=== Task objective ===
From the listing below, pull out every line that contains the string "beetroot", matching case exactly.

=== Exercise input ===
-----

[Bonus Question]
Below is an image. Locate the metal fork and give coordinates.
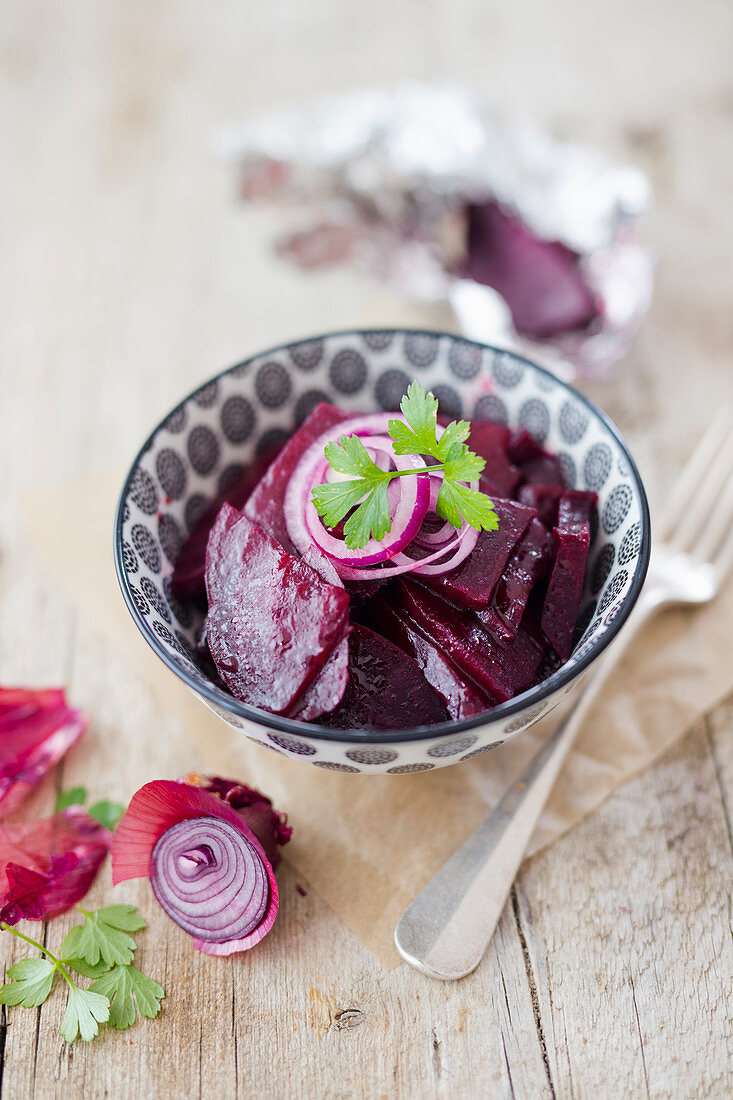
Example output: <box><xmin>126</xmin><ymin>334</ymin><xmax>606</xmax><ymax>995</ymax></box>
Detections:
<box><xmin>394</xmin><ymin>410</ymin><xmax>733</xmax><ymax>979</ymax></box>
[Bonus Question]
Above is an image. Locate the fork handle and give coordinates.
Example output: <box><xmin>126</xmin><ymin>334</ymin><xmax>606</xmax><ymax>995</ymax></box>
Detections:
<box><xmin>394</xmin><ymin>593</ymin><xmax>660</xmax><ymax>980</ymax></box>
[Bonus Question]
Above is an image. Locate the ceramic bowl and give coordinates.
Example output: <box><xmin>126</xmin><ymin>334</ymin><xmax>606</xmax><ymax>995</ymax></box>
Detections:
<box><xmin>114</xmin><ymin>330</ymin><xmax>650</xmax><ymax>776</ymax></box>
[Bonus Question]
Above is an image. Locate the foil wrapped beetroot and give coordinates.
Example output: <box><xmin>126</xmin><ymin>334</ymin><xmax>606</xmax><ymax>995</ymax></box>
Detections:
<box><xmin>112</xmin><ymin>776</ymin><xmax>292</xmax><ymax>955</ymax></box>
<box><xmin>0</xmin><ymin>806</ymin><xmax>112</xmax><ymax>924</ymax></box>
<box><xmin>0</xmin><ymin>688</ymin><xmax>87</xmax><ymax>817</ymax></box>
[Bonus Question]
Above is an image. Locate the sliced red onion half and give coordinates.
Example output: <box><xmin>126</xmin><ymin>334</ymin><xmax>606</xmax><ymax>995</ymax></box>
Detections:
<box><xmin>112</xmin><ymin>780</ymin><xmax>289</xmax><ymax>955</ymax></box>
<box><xmin>150</xmin><ymin>817</ymin><xmax>270</xmax><ymax>954</ymax></box>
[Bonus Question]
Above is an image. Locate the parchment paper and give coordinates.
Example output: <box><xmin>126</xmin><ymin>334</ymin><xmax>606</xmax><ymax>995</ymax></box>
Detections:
<box><xmin>21</xmin><ymin>471</ymin><xmax>733</xmax><ymax>968</ymax></box>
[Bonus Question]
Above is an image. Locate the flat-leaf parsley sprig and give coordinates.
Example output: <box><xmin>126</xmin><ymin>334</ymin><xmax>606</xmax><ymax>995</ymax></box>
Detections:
<box><xmin>0</xmin><ymin>905</ymin><xmax>165</xmax><ymax>1043</ymax></box>
<box><xmin>311</xmin><ymin>382</ymin><xmax>499</xmax><ymax>550</ymax></box>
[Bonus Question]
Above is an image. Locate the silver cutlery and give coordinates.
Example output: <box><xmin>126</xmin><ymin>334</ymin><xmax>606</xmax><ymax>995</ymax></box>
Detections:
<box><xmin>395</xmin><ymin>410</ymin><xmax>733</xmax><ymax>980</ymax></box>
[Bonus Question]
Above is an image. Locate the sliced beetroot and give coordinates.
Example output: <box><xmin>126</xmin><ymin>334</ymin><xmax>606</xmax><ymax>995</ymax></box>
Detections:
<box><xmin>395</xmin><ymin>578</ymin><xmax>543</xmax><ymax>703</ymax></box>
<box><xmin>288</xmin><ymin>543</ymin><xmax>349</xmax><ymax>722</ymax></box>
<box><xmin>557</xmin><ymin>488</ymin><xmax>598</xmax><ymax>535</ymax></box>
<box><xmin>477</xmin><ymin>519</ymin><xmax>554</xmax><ymax>644</ymax></box>
<box><xmin>540</xmin><ymin>491</ymin><xmax>595</xmax><ymax>661</ymax></box>
<box><xmin>201</xmin><ymin>505</ymin><xmax>349</xmax><ymax>714</ymax></box>
<box><xmin>424</xmin><ymin>497</ymin><xmax>536</xmax><ymax>611</ymax></box>
<box><xmin>244</xmin><ymin>402</ymin><xmax>352</xmax><ymax>553</ymax></box>
<box><xmin>324</xmin><ymin>626</ymin><xmax>449</xmax><ymax>729</ymax></box>
<box><xmin>288</xmin><ymin>638</ymin><xmax>349</xmax><ymax>722</ymax></box>
<box><xmin>522</xmin><ymin>454</ymin><xmax>565</xmax><ymax>488</ymax></box>
<box><xmin>369</xmin><ymin>596</ymin><xmax>491</xmax><ymax>718</ymax></box>
<box><xmin>506</xmin><ymin>428</ymin><xmax>547</xmax><ymax>466</ymax></box>
<box><xmin>518</xmin><ymin>485</ymin><xmax>566</xmax><ymax>531</ymax></box>
<box><xmin>463</xmin><ymin>200</ymin><xmax>599</xmax><ymax>340</ymax></box>
<box><xmin>171</xmin><ymin>447</ymin><xmax>280</xmax><ymax>601</ymax></box>
<box><xmin>467</xmin><ymin>420</ymin><xmax>522</xmax><ymax>496</ymax></box>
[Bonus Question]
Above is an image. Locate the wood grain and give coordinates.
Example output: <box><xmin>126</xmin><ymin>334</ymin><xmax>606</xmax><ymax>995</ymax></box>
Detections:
<box><xmin>0</xmin><ymin>0</ymin><xmax>733</xmax><ymax>1100</ymax></box>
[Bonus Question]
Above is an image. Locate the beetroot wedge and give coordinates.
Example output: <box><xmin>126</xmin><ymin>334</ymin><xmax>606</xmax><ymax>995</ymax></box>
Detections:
<box><xmin>540</xmin><ymin>491</ymin><xmax>597</xmax><ymax>661</ymax></box>
<box><xmin>468</xmin><ymin>420</ymin><xmax>522</xmax><ymax>496</ymax></box>
<box><xmin>201</xmin><ymin>506</ymin><xmax>349</xmax><ymax>714</ymax></box>
<box><xmin>477</xmin><ymin>519</ymin><xmax>554</xmax><ymax>644</ymax></box>
<box><xmin>244</xmin><ymin>402</ymin><xmax>351</xmax><ymax>554</ymax></box>
<box><xmin>424</xmin><ymin>497</ymin><xmax>536</xmax><ymax>611</ymax></box>
<box><xmin>521</xmin><ymin>454</ymin><xmax>565</xmax><ymax>488</ymax></box>
<box><xmin>171</xmin><ymin>447</ymin><xmax>278</xmax><ymax>601</ymax></box>
<box><xmin>464</xmin><ymin>199</ymin><xmax>599</xmax><ymax>340</ymax></box>
<box><xmin>324</xmin><ymin>626</ymin><xmax>448</xmax><ymax>729</ymax></box>
<box><xmin>396</xmin><ymin>578</ymin><xmax>544</xmax><ymax>703</ymax></box>
<box><xmin>288</xmin><ymin>543</ymin><xmax>349</xmax><ymax>722</ymax></box>
<box><xmin>369</xmin><ymin>596</ymin><xmax>491</xmax><ymax>718</ymax></box>
<box><xmin>288</xmin><ymin>638</ymin><xmax>349</xmax><ymax>722</ymax></box>
<box><xmin>518</xmin><ymin>485</ymin><xmax>565</xmax><ymax>531</ymax></box>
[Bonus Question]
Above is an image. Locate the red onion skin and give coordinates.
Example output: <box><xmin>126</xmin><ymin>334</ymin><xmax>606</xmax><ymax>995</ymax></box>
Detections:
<box><xmin>182</xmin><ymin>773</ymin><xmax>293</xmax><ymax>870</ymax></box>
<box><xmin>0</xmin><ymin>806</ymin><xmax>111</xmax><ymax>924</ymax></box>
<box><xmin>0</xmin><ymin>688</ymin><xmax>87</xmax><ymax>817</ymax></box>
<box><xmin>111</xmin><ymin>776</ymin><xmax>292</xmax><ymax>955</ymax></box>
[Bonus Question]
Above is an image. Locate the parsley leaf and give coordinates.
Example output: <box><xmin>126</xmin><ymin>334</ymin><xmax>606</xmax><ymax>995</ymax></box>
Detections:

-----

=== Expected output ===
Above is an image. Locate the foil wrapped beetroot and give coordinates.
Above is an image. Locate the sliced beetroot and give coordinates.
Above is an image. Locate the beetroot wedge and give coordinates.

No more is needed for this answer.